> **DATA LISTING**:
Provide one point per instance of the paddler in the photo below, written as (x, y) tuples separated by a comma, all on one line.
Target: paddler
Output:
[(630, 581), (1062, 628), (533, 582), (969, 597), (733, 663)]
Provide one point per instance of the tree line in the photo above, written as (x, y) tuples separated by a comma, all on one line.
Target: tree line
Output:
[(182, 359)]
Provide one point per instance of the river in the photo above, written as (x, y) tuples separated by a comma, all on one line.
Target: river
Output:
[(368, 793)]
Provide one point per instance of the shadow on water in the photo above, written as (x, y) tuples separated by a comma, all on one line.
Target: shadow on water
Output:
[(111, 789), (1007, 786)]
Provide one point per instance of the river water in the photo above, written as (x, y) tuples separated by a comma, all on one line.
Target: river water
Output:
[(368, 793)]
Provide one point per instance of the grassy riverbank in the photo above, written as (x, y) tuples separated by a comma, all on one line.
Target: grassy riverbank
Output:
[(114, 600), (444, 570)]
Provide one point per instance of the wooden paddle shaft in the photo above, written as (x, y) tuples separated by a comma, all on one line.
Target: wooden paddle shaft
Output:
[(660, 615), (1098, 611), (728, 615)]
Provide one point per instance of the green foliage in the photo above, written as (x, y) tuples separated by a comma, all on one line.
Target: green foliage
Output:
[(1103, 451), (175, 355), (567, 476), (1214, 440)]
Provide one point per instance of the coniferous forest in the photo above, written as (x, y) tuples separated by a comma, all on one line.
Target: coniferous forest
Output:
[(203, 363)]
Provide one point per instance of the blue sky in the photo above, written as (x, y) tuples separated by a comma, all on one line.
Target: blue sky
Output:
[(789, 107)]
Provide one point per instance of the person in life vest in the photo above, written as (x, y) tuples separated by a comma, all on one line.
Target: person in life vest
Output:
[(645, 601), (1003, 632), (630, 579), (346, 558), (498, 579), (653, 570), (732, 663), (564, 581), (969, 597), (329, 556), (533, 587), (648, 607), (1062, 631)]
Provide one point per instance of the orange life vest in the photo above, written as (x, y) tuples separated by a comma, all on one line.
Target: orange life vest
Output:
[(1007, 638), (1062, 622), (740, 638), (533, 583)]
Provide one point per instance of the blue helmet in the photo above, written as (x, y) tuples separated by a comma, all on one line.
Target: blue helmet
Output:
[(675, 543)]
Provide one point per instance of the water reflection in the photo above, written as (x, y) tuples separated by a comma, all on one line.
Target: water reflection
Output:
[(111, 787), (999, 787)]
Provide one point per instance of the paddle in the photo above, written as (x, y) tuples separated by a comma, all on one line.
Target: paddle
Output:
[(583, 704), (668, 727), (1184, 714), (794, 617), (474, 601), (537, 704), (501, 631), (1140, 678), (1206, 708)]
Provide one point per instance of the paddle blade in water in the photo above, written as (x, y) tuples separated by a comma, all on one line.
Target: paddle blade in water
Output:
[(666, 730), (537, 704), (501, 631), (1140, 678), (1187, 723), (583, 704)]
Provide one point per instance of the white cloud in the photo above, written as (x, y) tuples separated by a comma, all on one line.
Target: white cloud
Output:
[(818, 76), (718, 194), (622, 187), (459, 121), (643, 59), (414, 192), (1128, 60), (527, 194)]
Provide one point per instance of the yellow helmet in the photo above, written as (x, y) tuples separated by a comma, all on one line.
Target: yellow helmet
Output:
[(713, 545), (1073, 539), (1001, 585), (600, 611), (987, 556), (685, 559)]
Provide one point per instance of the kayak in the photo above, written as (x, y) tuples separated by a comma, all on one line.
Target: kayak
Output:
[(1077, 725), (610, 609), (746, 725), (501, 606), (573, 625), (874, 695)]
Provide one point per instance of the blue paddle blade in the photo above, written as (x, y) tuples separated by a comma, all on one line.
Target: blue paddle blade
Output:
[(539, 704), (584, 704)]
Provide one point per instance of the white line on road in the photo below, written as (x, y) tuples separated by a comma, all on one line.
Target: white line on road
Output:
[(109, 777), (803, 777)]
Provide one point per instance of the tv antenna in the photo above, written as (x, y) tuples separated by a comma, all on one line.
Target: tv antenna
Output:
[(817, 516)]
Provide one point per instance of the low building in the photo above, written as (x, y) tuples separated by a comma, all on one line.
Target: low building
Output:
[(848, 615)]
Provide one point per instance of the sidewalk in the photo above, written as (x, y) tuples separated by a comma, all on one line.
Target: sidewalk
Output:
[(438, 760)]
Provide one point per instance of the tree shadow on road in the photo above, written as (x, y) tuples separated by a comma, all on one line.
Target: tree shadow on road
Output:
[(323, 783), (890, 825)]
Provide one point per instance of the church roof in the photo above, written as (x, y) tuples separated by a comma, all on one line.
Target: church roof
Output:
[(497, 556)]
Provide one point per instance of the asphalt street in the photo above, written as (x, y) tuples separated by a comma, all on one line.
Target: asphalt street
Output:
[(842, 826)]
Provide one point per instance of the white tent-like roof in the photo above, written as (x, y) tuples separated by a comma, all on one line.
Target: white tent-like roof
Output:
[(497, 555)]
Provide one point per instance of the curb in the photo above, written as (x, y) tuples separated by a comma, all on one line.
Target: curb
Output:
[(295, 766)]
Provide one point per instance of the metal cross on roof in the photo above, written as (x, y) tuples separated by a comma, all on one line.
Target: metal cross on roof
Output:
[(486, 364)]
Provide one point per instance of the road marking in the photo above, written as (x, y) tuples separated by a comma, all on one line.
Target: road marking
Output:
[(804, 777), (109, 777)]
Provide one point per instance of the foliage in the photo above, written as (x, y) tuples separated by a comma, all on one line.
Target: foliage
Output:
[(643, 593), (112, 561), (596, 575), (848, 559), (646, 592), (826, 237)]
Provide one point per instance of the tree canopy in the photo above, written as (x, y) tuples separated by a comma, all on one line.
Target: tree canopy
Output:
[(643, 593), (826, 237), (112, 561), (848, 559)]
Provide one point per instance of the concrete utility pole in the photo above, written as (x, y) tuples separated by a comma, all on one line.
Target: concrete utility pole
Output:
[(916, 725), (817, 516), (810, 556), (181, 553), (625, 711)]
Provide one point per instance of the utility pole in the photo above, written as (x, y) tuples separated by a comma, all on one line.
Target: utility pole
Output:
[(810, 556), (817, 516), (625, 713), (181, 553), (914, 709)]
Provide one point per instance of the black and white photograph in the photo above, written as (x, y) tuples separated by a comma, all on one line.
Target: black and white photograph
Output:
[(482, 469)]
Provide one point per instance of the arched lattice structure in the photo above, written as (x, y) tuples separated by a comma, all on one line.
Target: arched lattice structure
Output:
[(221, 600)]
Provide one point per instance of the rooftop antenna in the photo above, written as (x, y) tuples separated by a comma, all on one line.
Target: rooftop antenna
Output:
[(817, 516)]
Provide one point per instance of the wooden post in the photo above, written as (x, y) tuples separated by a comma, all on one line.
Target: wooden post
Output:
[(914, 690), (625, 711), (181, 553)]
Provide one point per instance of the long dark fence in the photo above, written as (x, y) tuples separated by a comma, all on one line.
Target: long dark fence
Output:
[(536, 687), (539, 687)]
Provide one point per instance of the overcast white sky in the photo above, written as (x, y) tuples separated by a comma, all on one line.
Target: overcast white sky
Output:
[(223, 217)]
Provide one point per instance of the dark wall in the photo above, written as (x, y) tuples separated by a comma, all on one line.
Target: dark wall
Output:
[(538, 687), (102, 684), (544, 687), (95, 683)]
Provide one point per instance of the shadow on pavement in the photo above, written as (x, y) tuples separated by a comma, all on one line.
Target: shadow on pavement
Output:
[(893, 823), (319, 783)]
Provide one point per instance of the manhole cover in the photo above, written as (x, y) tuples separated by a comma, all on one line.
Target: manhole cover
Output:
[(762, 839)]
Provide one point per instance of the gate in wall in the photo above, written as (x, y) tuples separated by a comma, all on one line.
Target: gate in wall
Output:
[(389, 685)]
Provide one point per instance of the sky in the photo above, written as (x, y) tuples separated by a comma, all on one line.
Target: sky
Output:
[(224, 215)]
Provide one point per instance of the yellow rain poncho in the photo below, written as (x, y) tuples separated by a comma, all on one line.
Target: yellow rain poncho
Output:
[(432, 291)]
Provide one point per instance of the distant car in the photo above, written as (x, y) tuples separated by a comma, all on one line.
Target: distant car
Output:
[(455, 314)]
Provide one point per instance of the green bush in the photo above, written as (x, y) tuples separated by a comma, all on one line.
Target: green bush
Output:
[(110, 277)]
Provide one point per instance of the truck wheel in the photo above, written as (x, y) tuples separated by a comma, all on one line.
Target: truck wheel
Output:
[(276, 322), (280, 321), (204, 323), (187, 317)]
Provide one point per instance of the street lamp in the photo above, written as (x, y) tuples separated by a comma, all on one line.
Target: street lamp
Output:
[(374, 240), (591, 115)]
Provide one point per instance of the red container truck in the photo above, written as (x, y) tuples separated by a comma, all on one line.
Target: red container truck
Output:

> **YOUR INSTRUCTIONS**: Where does "distant" appear in the listing? Show every line that has it.

> **YOUR SOLUTION**:
Provide one point per instance of the distant car in the photo above, written as (x, y) tuples separated by a comma, all on one line.
Target: distant car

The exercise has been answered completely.